> [List of tasks]:
**A.** According to the thread on converting to a TBH, how many hives did throrope lose this year?
**B.** From the thread on converting to a TBH, copy the stretch from "Like they said, if" through "buy a package.".

> [Text block]:

** Begin **

# Want to convert to TBH



## sqkcrk (Dec 10, 2005)

Why do you want to have a TBH? I believe that you need to learn about beekeeping. If you have a colony that is queenless and you are just going to let it die because it doesn't have a queen then that says to me that you have alot to learn.

Combine the two colonies. Don't let the queenless colonie go to waste. What makes you think that they are queenless?


----------



## Beethinking (Jun 2, 2008)

Like they said, if the hive is queenless, simply combine it with the other hive. Then if you want to start a TBH, or restart the other Lang, catch a swarm or buy a package.

Cheers,
Matt


----------



## honeybeekeeper (Mar 3, 2010)

Beekeeping for Dummies is a good book! opcorn:


----------



## Delta Bay (Dec 4, 2009)

I would requeen that hive if possible and wait until they are well built up in spring then manipulate them into the TBH. There is some very good manipulation processes were you can get all the bees into another hive over a three week period that will cause very little disruption.
I would think it best to go through the winter with two colonies because you just don't know which colonies will be around in the spring.


----------



## bfpierce (Jul 17, 2010)

Thank you all (except sqkcrk).


----------



## sqkcrk (Dec 10, 2005)

Ha, ha, ha. What is your beekeeping experience? And, seriously, what indicates that they are queenless?


----------



## bigbearomaha (Sep 3, 2009)

just my opinion here...

Now is not the time to start a new tbh. There is too much for the colony to do to make tht a reasonable path.

If cold temps are that close and pollen/nectar stores will be largely un-availble soon, re-queening is maybe only a 50/50 success, if that.

As the others say, if the one hive really is queenless, it is possibly better to combine the queenless with the queen right colony for now and hope all works out well enough in the spring to split them.

come back to tackle the prospect of starting the tbh another time once you think you got your bee issue addressed.

Like I said, just my 2 cent ( mark stole my dime, so that's all I got left...  )

Big Bear


----------



## sqkcrk (Dec 10, 2005)

lols big bear. The next one's on me.


----------



## throrope (Dec 18, 2008)

I'm with Cacklewack on combining if you only want one lang and I applaud you for pursuing a tbh. I tried last year with a swarm. They looked promising, but didn't make it.

Best way to gain experience is to experience it. Besides, because beekeeping is greatly dependent on the local environment, what one swears by is another's disaster. I prefer my own mistakes to other's. I had prided myself for not losing any hive since starting five odd years ago. This year I lost three of six.

I suggest you look around your neighborhood for a place for your second lang hive. I have two in a neighbor's yard. After his best cucumber crop, I'm never getting those hives back. They're helping me rebuild.


----------



## buckbee (Dec 2, 2004)

I'm with the Big Bear on this.


----------



## MeriB (Mar 15, 2010)

Isn't that what winter is for, so we can read and expand our knowlege?
Thare is always something more to learn. I have 2 langs and will add a TBH next year. Getting hands on info isn't easy bit it IS there. Take averything with a grain of salt. Read some of Mike Bush's posts. And dont be afraid to follow your gut!
Meridith


----------

** End **

> [Supplied material]:
** Begin **

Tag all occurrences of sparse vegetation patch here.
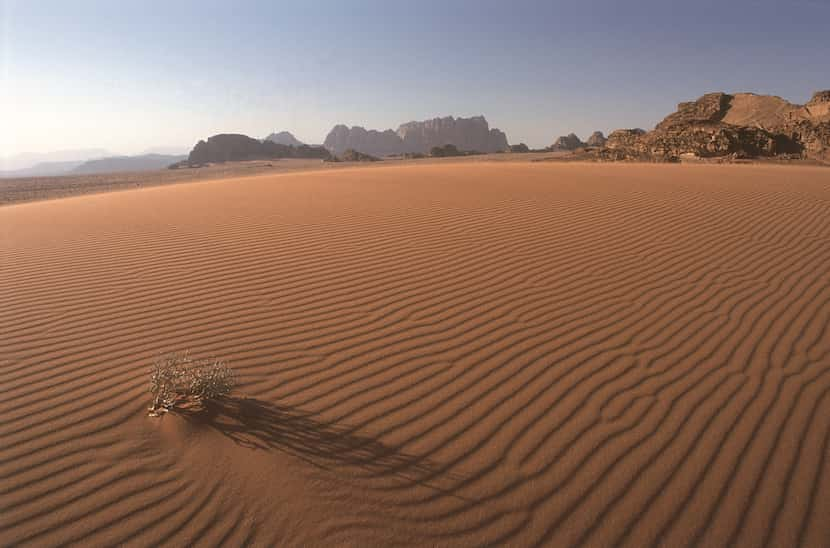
[150,351,236,417]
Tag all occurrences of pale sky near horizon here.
[0,0,830,156]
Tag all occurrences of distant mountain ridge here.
[0,148,112,172]
[323,116,508,156]
[71,154,187,174]
[186,133,330,165]
[265,131,305,147]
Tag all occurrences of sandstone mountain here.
[335,148,380,162]
[187,133,330,165]
[324,116,508,156]
[585,131,607,147]
[323,124,405,156]
[603,91,830,160]
[550,133,585,151]
[265,131,304,147]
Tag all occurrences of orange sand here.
[0,163,830,547]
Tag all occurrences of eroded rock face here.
[397,116,508,153]
[604,92,830,160]
[585,131,608,147]
[265,131,303,147]
[187,133,329,165]
[323,124,401,156]
[550,133,585,150]
[324,116,508,156]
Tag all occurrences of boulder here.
[550,133,585,150]
[585,131,608,147]
[324,116,508,156]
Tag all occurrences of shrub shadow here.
[174,397,440,483]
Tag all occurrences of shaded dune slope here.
[0,163,830,546]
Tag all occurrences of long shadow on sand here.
[175,398,448,483]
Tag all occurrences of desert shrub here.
[150,352,236,416]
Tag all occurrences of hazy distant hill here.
[72,154,187,174]
[323,116,508,156]
[0,148,112,171]
[0,161,83,179]
[265,131,305,147]
[187,133,331,165]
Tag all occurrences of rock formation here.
[323,124,409,156]
[335,148,380,162]
[585,131,608,147]
[397,116,508,153]
[550,133,585,150]
[601,91,830,160]
[265,131,304,147]
[324,116,508,156]
[187,133,330,165]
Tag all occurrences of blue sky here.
[0,0,830,155]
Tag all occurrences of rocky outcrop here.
[187,133,330,165]
[601,92,830,160]
[397,116,508,153]
[336,148,380,162]
[550,133,585,151]
[323,125,404,156]
[265,131,304,147]
[585,131,608,147]
[323,116,508,156]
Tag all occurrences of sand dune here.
[0,163,830,547]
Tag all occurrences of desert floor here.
[0,162,830,547]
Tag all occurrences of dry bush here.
[150,352,235,416]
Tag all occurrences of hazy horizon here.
[0,0,830,163]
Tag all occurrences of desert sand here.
[0,162,830,547]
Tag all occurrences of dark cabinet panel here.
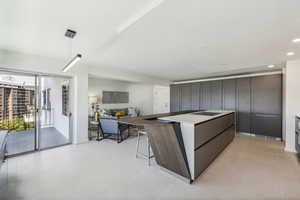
[251,75,282,115]
[200,82,211,109]
[251,113,282,138]
[210,81,222,110]
[236,112,251,133]
[223,79,236,110]
[171,75,282,137]
[192,83,200,110]
[181,84,192,110]
[236,78,251,133]
[170,85,181,112]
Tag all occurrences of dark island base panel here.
[145,113,235,183]
[195,126,235,178]
[145,123,191,180]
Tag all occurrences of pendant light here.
[62,29,82,72]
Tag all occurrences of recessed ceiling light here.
[286,51,295,56]
[293,38,300,43]
[268,65,275,68]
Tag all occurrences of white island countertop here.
[158,110,234,125]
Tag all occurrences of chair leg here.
[135,131,140,158]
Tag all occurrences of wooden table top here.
[118,111,195,126]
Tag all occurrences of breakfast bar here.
[121,110,236,183]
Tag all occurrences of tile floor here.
[0,135,300,200]
[7,127,69,155]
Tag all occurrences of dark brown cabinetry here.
[171,74,282,137]
[170,85,181,112]
[236,78,251,133]
[223,79,236,110]
[251,75,282,137]
[200,82,211,109]
[180,84,192,111]
[192,83,200,110]
[210,81,223,110]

** End **

> [Answers provided]:
**A.** Three of six.

**B.**
Like they said, if the hive is queenless, simply combine it with the other hive. Then if you want to start a TBH, or restart the other Lang, catch a swarm or buy a package.